● Your task
Look through the data below, and copy each line that carries the word "girl".

═══ Data for analysis

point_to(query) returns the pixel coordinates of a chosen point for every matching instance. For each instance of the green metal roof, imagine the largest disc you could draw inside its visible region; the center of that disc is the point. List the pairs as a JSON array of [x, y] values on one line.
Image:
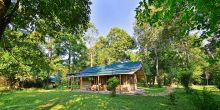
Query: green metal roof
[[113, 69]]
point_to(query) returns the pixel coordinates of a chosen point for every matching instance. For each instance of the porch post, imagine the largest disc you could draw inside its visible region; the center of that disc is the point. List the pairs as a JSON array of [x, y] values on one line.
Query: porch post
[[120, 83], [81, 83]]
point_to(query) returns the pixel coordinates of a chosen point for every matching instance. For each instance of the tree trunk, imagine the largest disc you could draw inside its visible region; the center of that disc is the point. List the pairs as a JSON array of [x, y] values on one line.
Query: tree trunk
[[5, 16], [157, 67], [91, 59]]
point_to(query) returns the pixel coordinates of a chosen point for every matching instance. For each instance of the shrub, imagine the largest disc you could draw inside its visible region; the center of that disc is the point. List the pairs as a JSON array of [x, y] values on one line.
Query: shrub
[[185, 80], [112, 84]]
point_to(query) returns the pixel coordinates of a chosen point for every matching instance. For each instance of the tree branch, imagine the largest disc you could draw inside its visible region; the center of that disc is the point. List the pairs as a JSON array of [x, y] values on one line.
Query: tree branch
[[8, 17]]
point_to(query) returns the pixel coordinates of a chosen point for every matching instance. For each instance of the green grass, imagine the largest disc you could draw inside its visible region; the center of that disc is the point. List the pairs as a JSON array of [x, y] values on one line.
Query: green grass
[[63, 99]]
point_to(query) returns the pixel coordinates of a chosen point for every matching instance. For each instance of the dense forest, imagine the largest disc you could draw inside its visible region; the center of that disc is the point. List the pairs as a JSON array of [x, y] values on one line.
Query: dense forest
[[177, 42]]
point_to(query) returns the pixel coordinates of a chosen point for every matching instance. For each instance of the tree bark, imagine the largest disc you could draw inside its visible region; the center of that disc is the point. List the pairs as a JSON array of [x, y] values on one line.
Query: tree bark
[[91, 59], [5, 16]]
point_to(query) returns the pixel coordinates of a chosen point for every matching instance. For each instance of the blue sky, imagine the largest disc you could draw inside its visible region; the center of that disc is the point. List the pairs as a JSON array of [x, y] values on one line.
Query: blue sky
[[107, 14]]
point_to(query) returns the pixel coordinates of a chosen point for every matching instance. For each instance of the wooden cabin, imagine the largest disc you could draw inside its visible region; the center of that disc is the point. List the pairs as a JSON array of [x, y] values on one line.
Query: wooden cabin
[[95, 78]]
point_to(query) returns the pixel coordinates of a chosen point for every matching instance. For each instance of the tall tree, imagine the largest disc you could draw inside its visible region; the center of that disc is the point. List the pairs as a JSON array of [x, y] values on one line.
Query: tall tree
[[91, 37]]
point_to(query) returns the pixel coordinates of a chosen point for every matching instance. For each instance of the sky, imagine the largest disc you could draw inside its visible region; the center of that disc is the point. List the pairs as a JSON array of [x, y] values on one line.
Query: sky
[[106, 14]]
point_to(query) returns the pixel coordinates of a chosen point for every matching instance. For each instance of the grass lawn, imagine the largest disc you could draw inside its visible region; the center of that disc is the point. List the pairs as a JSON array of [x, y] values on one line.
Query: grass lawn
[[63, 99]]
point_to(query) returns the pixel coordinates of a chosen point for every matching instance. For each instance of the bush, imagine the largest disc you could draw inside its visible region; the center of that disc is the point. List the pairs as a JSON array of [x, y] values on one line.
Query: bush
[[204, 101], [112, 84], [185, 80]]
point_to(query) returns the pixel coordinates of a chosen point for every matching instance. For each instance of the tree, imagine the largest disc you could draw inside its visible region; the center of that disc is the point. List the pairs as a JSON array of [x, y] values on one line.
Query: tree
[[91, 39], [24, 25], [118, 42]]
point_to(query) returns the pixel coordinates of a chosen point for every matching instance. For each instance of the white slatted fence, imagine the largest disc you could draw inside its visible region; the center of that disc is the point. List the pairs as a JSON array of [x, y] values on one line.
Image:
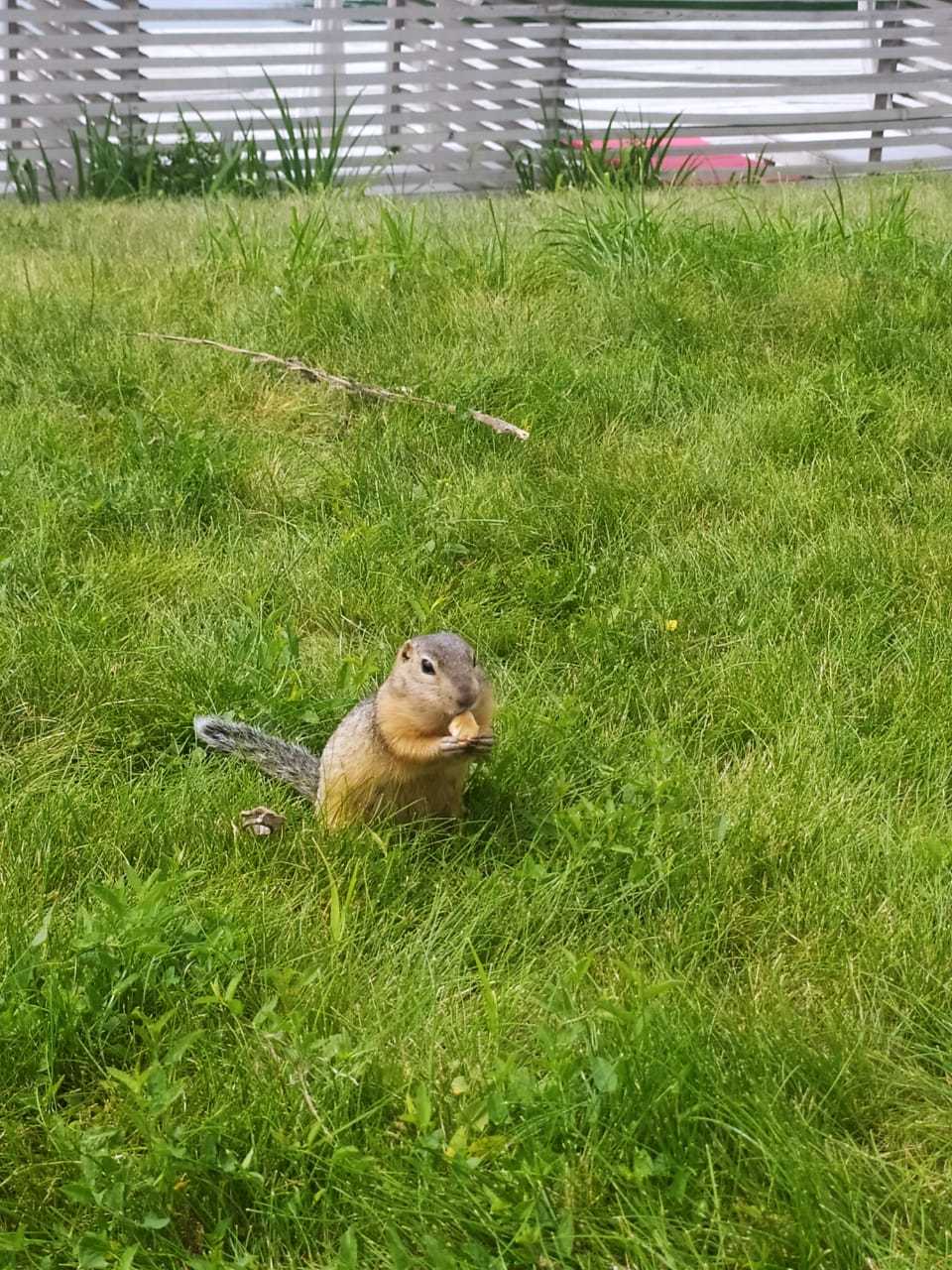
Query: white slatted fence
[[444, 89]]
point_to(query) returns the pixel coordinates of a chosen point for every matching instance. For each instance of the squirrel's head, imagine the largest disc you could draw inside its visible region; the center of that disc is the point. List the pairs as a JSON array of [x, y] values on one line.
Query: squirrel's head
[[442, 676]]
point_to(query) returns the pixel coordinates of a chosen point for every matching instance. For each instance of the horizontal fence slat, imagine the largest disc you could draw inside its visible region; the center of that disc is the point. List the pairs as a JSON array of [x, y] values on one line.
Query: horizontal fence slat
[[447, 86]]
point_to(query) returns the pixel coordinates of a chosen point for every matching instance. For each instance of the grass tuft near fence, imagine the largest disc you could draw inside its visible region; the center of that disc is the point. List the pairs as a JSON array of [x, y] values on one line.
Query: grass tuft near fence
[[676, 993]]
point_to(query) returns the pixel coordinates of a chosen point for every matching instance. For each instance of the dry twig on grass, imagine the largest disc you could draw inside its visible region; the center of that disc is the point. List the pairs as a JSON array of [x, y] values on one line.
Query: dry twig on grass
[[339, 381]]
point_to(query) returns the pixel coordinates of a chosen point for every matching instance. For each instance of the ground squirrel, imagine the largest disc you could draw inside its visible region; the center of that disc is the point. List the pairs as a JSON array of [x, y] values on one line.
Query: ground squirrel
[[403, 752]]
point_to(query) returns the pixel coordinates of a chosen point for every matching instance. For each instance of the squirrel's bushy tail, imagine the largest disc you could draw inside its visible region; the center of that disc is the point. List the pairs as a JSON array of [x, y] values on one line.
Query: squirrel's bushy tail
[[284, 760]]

══════
═══ Data for analysis

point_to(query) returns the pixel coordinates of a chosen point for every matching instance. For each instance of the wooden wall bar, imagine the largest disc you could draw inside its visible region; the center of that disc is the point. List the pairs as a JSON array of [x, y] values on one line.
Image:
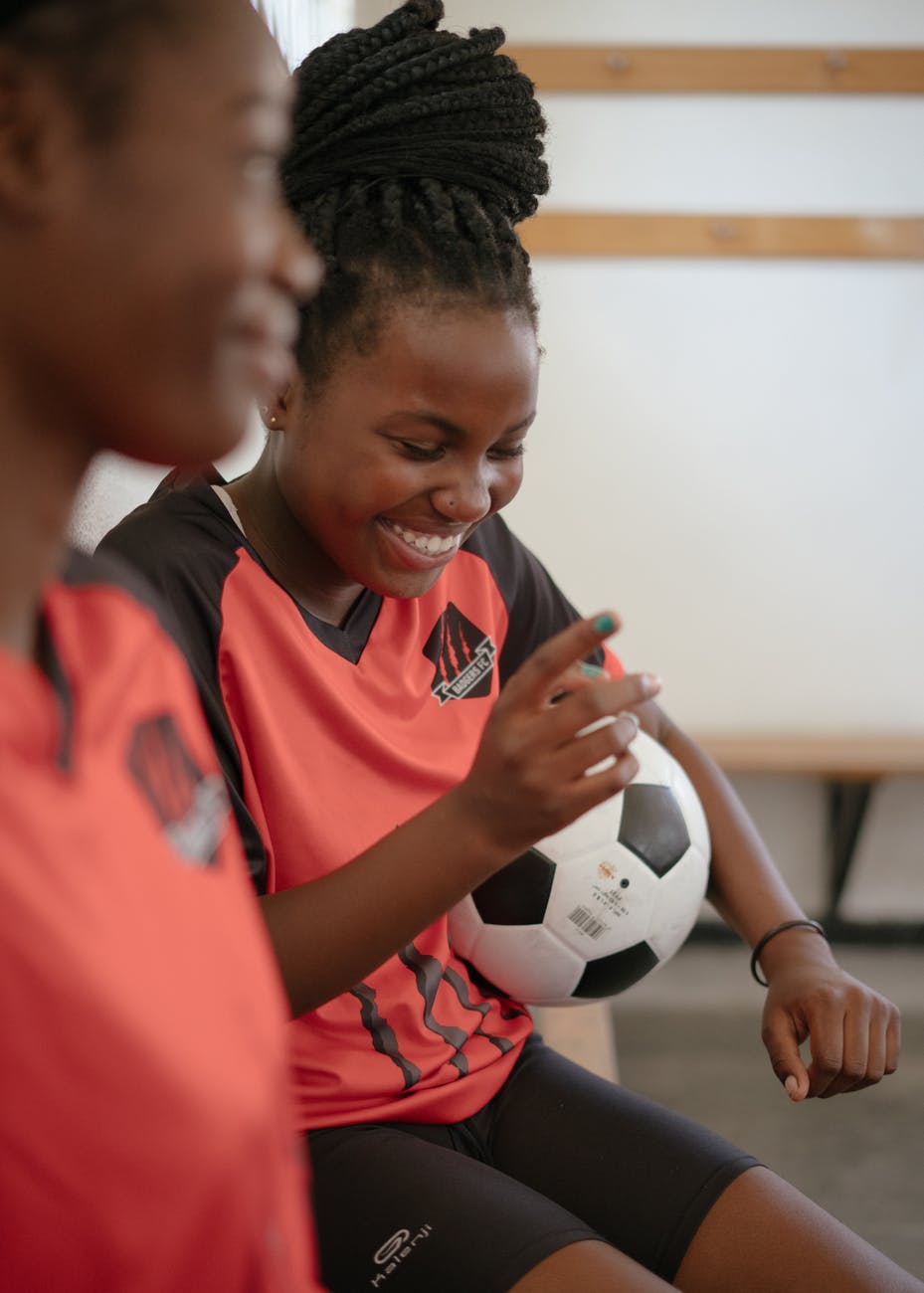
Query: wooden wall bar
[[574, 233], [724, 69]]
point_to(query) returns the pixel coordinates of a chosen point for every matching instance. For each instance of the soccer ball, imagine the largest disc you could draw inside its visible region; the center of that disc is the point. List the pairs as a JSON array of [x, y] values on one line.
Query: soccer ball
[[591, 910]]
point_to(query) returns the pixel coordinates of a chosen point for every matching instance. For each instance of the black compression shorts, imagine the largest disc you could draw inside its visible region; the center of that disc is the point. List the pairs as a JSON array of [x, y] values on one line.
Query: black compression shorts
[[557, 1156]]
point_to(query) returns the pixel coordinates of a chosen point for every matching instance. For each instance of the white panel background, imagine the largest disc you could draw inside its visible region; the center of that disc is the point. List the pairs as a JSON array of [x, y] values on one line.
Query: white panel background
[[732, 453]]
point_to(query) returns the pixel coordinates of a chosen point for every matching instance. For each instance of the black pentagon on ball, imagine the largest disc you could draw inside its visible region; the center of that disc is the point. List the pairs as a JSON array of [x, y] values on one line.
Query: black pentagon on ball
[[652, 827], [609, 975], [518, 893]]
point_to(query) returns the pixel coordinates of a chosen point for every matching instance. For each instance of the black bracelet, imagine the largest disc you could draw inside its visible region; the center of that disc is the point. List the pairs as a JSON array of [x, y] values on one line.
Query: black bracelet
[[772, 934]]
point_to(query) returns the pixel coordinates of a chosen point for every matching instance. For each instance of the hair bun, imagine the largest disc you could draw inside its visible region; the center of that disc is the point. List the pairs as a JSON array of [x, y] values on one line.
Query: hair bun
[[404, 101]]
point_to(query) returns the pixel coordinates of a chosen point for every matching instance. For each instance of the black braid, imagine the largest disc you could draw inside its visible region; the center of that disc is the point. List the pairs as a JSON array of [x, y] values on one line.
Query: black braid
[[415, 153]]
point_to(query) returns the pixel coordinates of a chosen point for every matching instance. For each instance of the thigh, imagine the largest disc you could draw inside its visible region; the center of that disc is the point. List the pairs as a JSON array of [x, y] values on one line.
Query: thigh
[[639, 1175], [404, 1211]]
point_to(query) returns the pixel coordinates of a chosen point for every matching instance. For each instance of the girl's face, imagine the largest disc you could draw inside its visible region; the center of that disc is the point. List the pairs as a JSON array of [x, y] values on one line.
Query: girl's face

══════
═══ Data for analysis

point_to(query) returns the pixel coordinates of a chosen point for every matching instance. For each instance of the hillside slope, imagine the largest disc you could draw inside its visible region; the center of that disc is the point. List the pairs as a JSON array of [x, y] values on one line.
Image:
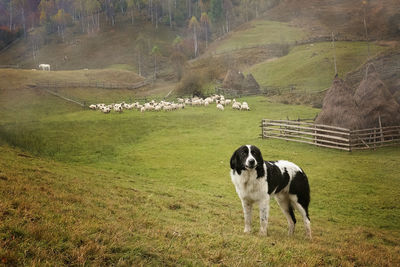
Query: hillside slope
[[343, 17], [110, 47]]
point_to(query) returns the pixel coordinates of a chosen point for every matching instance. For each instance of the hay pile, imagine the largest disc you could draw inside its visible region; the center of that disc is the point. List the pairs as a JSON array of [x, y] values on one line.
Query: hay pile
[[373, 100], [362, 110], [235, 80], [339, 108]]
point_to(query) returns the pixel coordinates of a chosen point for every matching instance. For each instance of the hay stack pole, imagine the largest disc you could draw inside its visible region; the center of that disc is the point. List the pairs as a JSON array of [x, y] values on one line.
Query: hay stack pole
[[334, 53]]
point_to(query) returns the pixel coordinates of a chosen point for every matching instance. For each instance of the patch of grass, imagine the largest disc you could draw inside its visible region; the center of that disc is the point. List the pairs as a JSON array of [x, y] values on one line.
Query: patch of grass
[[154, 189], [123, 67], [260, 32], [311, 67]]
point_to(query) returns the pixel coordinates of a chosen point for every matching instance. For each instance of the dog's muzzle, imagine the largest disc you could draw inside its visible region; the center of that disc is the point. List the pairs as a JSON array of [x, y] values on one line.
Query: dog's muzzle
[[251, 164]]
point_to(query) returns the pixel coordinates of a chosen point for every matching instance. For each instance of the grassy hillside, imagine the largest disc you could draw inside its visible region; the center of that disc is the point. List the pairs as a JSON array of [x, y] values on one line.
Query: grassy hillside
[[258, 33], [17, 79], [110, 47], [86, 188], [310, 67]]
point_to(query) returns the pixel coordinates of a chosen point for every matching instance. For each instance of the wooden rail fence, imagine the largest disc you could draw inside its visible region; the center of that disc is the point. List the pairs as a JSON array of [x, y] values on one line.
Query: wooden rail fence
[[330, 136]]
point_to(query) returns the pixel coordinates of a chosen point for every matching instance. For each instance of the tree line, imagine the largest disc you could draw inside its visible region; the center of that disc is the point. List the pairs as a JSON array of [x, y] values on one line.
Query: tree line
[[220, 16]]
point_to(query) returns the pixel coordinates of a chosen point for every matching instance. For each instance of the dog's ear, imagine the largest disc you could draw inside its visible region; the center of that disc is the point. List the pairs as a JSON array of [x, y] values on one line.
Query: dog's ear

══════

● Exercise answer
point_to(query) returns the pixel coordinates of a chosen point for every matching instance. For each instance of the girl's face, imagine the largest disc you could draw inside its visible region; the center of that disc is the point. List the pairs as a JSON array of [x, y] values on one line.
Query: girl's face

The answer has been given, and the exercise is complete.